UPR Submission - Vietnam 2018
Submission to the 3nd Session of the Universal Period Review, January 2019
Date Submitted: 12 July 2018
INTRODUCTION AND KEY CONCERNS
1. Vietnamese authorities have enhanced and expanded means of targetting human rights defenders (HRDs) in Vietnam and restricting civil society space since the country’s last UPR in 2014.
2. Following that review, the Vietnamese government received three recommendations on the subject of HRDs.1 Vietnam accepted recommendations from Luxembourg and Tunisia to protect and guarantee respect for freedom of information and expression of HRDs and to ensure a favourable environment for their activities. (Vietnam rejected the Czech Republic’s recommendation to release all HRDs detained for peaceful expression of their opinions). Despite these assurances, Front Line Defenders has observed new and continued violations of human rights on a vast scale in Vietnam, especially in relation to HRDs. Defenders are regularly attacked for peaceful expression of opinion, and the sphere of human rights protection work has grown steadily more dangerous in Vietnam since 2014.
3. Vietnamese authorities have sharply contracted the working space for HRDs, obstructing their work, perpetrating physical attacks against defenders, breaking up peaceful trainings and other public events, and subjecting defenders and their families to surveillance, harassment, intimidation, public defamation, house arrest, travel ban, arbitrary and incommunicado detention, arrest, inhumane treatment, torture, and violation of their rights to work, expression, association, and assembly. In some cases, Vietnamese authorities have also targeted entire organizations with judicial crackdown.
RESTRICTIONS ON FREEDOM OF ASSOCIATION AND ASSEMBLY
4. During the period under review, the most problematic persecution of HRDs in Vietnam has taken the form of infringements upon their right to free assembly and association. Vietnam is a State party to the International Covenant on Civil and Political Rights (ICCPR), which guarantees these rights; moreover, Vietnam has enshrined rights to association and assembly in Article 25 of the 1959 Vietnam Constitution.2 Nevertheless, HRDs have been detained, arrested, harassed, and assaulted in the course of meeting with fellow defenders and other stakeholders in human rights advocacy.
5. HRDs peacefully participating in legal protest activities have been subject to severe attacks. Vietnamese authorities released a national arrest warrant for environmental rights defender Bach Hong Quyen, after he organized a march to commemorate the one-year anniversary of the Formosa Ha Tinh Steel disaster.3Nguyen Thuy Hanh, an advocate for Vietnamese political prisoners, was arrested at a protest event in Hanoi without warrant or explanation, interrogated, and held in detention for over ten hours.

- SHORT PROBLEM: Transcribe the Vietnam UPR submission word for word from "UPR Submission - Vietnam" to "UPR in 2014.". The listing has no connection to the Vietnam UPR submission.

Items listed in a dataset
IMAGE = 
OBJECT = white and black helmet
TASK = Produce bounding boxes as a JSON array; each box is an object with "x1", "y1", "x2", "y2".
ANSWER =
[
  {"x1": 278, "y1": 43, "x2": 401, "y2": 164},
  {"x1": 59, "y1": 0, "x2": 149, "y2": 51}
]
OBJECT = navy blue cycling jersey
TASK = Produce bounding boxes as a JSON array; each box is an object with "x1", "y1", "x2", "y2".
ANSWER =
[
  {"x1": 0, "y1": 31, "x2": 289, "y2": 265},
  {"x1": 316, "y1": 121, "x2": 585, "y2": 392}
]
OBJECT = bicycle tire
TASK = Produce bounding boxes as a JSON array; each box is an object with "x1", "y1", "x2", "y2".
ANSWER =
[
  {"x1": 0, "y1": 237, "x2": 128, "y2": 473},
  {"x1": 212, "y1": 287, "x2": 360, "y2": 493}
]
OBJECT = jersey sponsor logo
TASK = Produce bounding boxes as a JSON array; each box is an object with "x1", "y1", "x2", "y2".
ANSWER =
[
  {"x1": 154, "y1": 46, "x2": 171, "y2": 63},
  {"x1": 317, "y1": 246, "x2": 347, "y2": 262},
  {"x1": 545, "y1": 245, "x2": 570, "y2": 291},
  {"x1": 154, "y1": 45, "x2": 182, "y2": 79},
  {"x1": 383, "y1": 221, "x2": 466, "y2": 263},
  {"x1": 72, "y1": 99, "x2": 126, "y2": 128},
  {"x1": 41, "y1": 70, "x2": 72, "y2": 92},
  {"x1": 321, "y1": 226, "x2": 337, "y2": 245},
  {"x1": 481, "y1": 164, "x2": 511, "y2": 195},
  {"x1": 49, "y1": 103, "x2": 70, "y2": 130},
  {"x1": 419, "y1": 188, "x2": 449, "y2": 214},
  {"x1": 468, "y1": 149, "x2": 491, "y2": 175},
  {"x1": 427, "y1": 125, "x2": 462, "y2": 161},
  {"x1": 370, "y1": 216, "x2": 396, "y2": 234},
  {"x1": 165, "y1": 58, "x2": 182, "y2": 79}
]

- COMPLETED TASK:
UPR Submission - Vietnam 2018
Submission to the 3nd Session of the Universal Period Review, January 2019
Date Submitted: 12 July 2018
INTRODUCTION AND KEY CONCERNS
1. Vietnamese authorities have enhanced and expanded means of targetting human rights defenders (HRDs) in Vietnam and restricting civil society space since the country’s last UPR in 2014.